EXERCISE GOAL:
Copy only this range: the line with "Could you please spot the bike" through the final line of the material, inclusive at both ends.

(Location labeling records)
+---+
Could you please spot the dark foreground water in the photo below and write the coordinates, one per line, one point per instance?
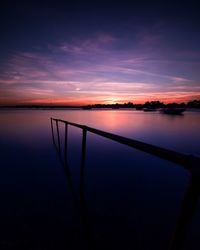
(131, 200)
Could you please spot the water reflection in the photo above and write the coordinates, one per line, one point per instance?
(129, 197)
(186, 212)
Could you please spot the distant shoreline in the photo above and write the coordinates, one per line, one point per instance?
(195, 104)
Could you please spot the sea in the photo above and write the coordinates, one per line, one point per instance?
(125, 199)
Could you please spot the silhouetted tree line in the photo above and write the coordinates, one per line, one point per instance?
(151, 104)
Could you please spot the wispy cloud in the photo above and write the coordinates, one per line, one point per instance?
(94, 69)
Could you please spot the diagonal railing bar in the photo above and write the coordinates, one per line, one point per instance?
(166, 154)
(188, 162)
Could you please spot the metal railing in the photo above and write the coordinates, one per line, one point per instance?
(189, 162)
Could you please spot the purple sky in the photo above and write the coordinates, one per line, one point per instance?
(99, 53)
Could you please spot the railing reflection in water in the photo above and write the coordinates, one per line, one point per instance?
(189, 162)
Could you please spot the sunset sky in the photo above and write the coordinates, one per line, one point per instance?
(83, 52)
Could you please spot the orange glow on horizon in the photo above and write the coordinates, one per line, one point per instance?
(88, 101)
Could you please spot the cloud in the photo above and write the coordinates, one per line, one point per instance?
(93, 69)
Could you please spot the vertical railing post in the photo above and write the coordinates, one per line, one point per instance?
(66, 140)
(58, 136)
(83, 156)
(187, 211)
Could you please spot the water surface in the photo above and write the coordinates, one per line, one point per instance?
(131, 199)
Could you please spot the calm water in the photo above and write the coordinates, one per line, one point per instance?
(131, 199)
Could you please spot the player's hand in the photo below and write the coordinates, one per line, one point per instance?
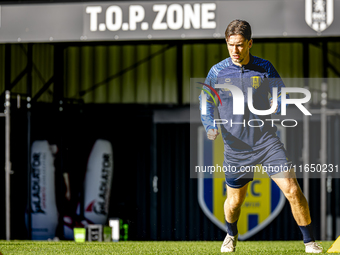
(212, 134)
(277, 106)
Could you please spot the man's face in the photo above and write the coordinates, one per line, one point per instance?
(238, 48)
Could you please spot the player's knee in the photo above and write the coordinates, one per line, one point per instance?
(234, 203)
(294, 194)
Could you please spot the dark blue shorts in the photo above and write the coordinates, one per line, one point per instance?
(241, 164)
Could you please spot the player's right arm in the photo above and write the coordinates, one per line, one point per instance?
(208, 119)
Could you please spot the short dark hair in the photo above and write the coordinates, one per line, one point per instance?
(238, 27)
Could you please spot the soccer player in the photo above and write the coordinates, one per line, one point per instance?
(244, 144)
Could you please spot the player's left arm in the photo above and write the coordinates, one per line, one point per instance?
(275, 81)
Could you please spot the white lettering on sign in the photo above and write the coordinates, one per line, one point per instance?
(173, 17)
(93, 11)
(136, 14)
(114, 25)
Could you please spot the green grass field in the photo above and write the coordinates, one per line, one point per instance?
(64, 247)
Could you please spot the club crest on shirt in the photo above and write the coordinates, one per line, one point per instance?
(255, 81)
(319, 14)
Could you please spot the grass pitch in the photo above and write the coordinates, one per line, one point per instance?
(69, 247)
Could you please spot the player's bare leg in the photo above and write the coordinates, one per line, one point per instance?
(233, 203)
(232, 210)
(291, 189)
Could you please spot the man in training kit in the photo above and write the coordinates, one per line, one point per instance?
(251, 143)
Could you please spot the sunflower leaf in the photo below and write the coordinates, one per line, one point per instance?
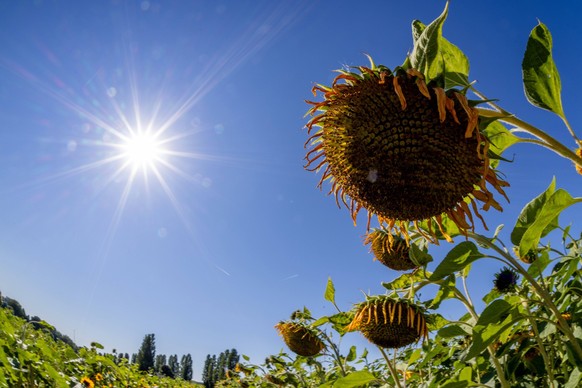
(499, 138)
(541, 79)
(540, 217)
(458, 258)
(530, 212)
(355, 379)
(425, 54)
(329, 291)
(546, 220)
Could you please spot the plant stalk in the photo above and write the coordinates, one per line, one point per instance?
(548, 141)
(542, 292)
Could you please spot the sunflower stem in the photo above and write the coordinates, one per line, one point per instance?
(494, 360)
(390, 367)
(521, 126)
(545, 356)
(542, 292)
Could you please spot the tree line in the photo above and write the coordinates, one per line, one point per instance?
(215, 367)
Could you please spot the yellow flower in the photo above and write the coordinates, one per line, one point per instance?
(392, 251)
(401, 149)
(388, 322)
(87, 382)
(300, 339)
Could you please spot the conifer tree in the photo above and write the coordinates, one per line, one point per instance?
(160, 361)
(186, 369)
(147, 353)
(173, 364)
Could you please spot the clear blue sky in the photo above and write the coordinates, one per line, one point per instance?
(231, 235)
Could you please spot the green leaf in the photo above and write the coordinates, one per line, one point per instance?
(539, 265)
(355, 379)
(460, 256)
(415, 356)
(445, 291)
(329, 291)
(451, 331)
(456, 65)
(425, 54)
(449, 58)
(574, 379)
(352, 354)
(405, 280)
(546, 219)
(530, 213)
(418, 256)
(541, 79)
(494, 313)
(499, 137)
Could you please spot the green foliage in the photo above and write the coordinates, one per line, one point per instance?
(529, 332)
(146, 355)
(30, 356)
(217, 369)
(541, 79)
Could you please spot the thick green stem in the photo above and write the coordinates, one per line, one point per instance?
(549, 368)
(390, 367)
(494, 360)
(542, 292)
(548, 141)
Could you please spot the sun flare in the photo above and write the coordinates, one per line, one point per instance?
(142, 150)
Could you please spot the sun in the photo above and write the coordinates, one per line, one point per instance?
(142, 150)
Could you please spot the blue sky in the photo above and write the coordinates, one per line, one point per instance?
(230, 235)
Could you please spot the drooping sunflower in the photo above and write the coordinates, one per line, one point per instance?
(505, 280)
(401, 149)
(392, 251)
(389, 323)
(87, 382)
(300, 339)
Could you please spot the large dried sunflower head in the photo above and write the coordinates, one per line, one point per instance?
(403, 150)
(388, 322)
(392, 251)
(300, 339)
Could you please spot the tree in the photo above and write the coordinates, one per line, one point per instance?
(166, 371)
(186, 367)
(173, 364)
(215, 368)
(147, 353)
(15, 306)
(233, 359)
(160, 361)
(208, 372)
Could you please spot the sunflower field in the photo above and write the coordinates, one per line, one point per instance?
(30, 356)
(419, 149)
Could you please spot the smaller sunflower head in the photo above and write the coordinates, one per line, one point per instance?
(529, 257)
(300, 338)
(87, 382)
(390, 250)
(505, 280)
(579, 153)
(388, 322)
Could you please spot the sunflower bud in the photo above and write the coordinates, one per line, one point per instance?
(505, 280)
(300, 339)
(389, 323)
(390, 250)
(401, 149)
(579, 153)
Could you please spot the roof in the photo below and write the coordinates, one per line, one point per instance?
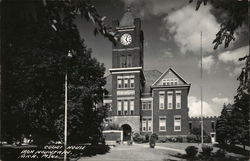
(165, 73)
(108, 85)
(127, 19)
(229, 107)
(150, 76)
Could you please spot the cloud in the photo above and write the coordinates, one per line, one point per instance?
(186, 24)
(207, 63)
(195, 107)
(231, 60)
(234, 55)
(220, 101)
(163, 39)
(147, 8)
(209, 109)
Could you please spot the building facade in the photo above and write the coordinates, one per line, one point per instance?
(143, 101)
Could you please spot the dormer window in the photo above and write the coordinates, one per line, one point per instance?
(170, 81)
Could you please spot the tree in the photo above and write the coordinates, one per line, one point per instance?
(237, 15)
(36, 39)
(222, 126)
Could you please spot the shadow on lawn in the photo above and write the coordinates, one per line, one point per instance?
(13, 153)
(202, 157)
(233, 149)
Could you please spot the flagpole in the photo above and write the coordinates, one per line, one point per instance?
(201, 95)
(65, 116)
(69, 55)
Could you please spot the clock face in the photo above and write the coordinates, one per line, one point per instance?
(126, 39)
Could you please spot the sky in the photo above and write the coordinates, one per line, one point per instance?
(172, 37)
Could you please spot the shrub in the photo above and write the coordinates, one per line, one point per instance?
(220, 153)
(191, 151)
(179, 139)
(206, 150)
(146, 137)
(152, 143)
(138, 138)
(191, 138)
(207, 139)
(154, 136)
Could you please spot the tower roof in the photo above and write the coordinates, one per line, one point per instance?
(127, 18)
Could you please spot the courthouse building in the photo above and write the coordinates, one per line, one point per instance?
(143, 101)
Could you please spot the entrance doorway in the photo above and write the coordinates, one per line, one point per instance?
(126, 132)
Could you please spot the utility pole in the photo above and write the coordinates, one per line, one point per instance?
(201, 96)
(66, 106)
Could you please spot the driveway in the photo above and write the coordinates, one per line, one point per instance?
(136, 152)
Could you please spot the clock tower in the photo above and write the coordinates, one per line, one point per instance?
(127, 73)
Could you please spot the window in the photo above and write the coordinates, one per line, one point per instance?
(212, 125)
(168, 82)
(119, 83)
(177, 123)
(178, 99)
(144, 124)
(149, 124)
(161, 101)
(119, 107)
(125, 107)
(144, 105)
(164, 82)
(131, 107)
(149, 105)
(172, 81)
(123, 61)
(129, 61)
(132, 82)
(190, 125)
(170, 100)
(162, 124)
(125, 83)
(109, 105)
(175, 81)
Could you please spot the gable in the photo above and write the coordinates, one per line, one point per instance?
(168, 78)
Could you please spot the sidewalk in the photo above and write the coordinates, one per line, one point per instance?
(161, 147)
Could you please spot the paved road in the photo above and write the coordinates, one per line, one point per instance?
(136, 152)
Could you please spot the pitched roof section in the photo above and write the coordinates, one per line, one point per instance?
(150, 77)
(108, 85)
(172, 76)
(127, 19)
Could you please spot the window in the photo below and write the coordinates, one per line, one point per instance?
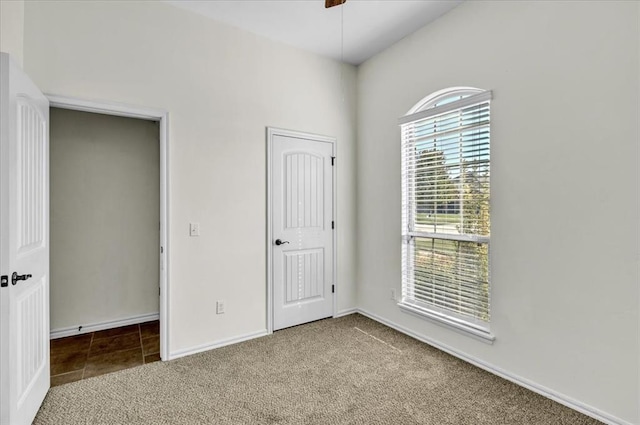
(445, 209)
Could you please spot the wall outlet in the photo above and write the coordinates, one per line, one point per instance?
(220, 307)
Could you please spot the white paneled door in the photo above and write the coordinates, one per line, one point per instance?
(24, 245)
(301, 228)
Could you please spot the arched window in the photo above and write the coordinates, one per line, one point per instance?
(445, 209)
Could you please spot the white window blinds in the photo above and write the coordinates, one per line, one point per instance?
(445, 210)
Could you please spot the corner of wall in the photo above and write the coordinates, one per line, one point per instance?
(12, 29)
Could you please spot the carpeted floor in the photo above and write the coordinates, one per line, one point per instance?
(349, 370)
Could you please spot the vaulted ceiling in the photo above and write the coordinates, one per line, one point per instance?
(353, 32)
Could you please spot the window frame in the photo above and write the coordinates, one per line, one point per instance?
(431, 106)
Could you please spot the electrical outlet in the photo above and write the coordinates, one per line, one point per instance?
(220, 307)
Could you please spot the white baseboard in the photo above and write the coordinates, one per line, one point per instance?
(83, 329)
(536, 388)
(217, 344)
(346, 312)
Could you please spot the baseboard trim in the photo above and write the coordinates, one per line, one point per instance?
(83, 329)
(518, 380)
(345, 312)
(217, 344)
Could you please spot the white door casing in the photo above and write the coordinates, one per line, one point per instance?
(24, 245)
(301, 218)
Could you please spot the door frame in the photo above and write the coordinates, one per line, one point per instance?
(271, 132)
(161, 116)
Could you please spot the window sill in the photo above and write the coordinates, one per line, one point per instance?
(451, 323)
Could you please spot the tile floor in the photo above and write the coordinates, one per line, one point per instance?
(92, 354)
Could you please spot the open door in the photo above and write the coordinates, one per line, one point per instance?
(24, 245)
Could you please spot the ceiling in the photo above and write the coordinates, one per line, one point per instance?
(370, 26)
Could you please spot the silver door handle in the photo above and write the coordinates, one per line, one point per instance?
(15, 277)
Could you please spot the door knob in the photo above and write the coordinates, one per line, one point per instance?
(15, 277)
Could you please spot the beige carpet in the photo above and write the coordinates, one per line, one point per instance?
(349, 370)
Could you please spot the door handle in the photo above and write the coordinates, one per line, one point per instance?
(15, 277)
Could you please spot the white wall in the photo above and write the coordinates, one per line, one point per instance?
(12, 29)
(222, 87)
(564, 243)
(104, 219)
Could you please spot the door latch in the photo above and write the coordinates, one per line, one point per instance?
(15, 277)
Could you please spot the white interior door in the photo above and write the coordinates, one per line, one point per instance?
(301, 229)
(24, 245)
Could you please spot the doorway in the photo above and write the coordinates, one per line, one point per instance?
(301, 240)
(146, 324)
(104, 238)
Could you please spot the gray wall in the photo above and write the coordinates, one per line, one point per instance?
(105, 203)
(222, 87)
(564, 188)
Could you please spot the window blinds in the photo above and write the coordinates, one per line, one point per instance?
(446, 226)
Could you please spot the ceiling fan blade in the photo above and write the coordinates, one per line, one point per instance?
(331, 3)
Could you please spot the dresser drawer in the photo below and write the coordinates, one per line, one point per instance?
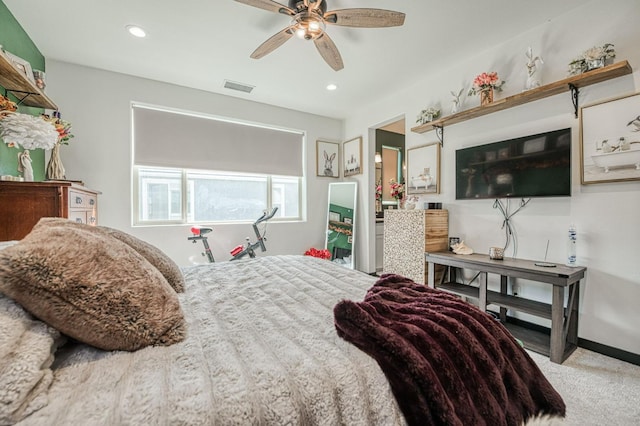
(87, 217)
(82, 200)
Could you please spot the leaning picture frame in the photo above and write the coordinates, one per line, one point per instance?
(352, 157)
(423, 169)
(610, 140)
(327, 159)
(23, 66)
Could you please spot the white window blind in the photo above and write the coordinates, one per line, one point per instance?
(173, 139)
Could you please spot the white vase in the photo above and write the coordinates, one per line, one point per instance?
(55, 169)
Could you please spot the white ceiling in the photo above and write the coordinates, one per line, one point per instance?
(200, 43)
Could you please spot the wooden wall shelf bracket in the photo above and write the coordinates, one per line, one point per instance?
(575, 94)
(17, 83)
(21, 92)
(571, 84)
(439, 133)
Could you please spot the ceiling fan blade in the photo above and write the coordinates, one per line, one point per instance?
(365, 18)
(269, 5)
(329, 52)
(314, 4)
(272, 43)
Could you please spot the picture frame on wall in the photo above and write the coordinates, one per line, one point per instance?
(610, 140)
(423, 169)
(327, 161)
(21, 65)
(352, 156)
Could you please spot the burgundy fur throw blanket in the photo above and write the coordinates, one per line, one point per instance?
(447, 362)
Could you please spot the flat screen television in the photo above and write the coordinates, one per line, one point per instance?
(530, 166)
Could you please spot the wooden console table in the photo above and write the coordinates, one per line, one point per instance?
(564, 319)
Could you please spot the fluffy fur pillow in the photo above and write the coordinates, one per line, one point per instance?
(26, 353)
(91, 287)
(154, 255)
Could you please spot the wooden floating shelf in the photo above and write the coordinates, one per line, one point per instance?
(21, 87)
(582, 80)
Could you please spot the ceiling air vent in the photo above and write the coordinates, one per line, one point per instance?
(241, 87)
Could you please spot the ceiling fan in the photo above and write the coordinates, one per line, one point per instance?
(309, 19)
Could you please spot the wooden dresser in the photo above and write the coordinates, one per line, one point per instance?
(22, 204)
(408, 234)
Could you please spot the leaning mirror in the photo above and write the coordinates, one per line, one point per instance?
(423, 169)
(341, 214)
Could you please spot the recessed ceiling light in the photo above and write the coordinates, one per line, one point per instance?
(136, 31)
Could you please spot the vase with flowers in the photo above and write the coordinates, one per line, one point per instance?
(484, 85)
(397, 192)
(378, 198)
(26, 131)
(598, 56)
(55, 169)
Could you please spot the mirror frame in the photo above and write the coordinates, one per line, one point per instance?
(423, 162)
(337, 225)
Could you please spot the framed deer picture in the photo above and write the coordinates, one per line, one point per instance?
(327, 161)
(352, 157)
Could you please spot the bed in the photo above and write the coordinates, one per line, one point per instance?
(265, 342)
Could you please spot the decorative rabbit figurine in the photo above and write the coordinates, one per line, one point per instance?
(328, 163)
(24, 165)
(456, 101)
(532, 80)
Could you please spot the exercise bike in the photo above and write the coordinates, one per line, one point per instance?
(241, 250)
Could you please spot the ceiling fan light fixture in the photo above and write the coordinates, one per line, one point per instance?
(136, 31)
(308, 25)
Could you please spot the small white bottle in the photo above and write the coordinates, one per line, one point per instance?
(571, 246)
(624, 144)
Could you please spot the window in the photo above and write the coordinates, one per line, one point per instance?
(209, 196)
(263, 168)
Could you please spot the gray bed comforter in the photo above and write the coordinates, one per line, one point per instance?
(262, 349)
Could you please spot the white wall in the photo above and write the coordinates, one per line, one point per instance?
(607, 215)
(97, 103)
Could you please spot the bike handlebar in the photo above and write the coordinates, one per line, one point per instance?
(265, 217)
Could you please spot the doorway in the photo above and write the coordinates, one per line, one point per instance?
(389, 162)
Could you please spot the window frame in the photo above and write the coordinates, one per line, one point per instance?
(187, 201)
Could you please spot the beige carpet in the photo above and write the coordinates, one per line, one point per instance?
+---+
EXERCISE ANSWER:
Could you please spot the bike handlebar in the photo above and write the coordinates, one per line, one point per instance?
(265, 217)
Could you please spot the doorway in the photo above and write the coordinates, one per line, one point per instance?
(389, 162)
Could you please spot the window frame in the photo above and write the coordinates, one per line, one point per instance?
(187, 201)
Could you please spot the beige carpet in the photo above and write the coordinates, one per line, one point per instance?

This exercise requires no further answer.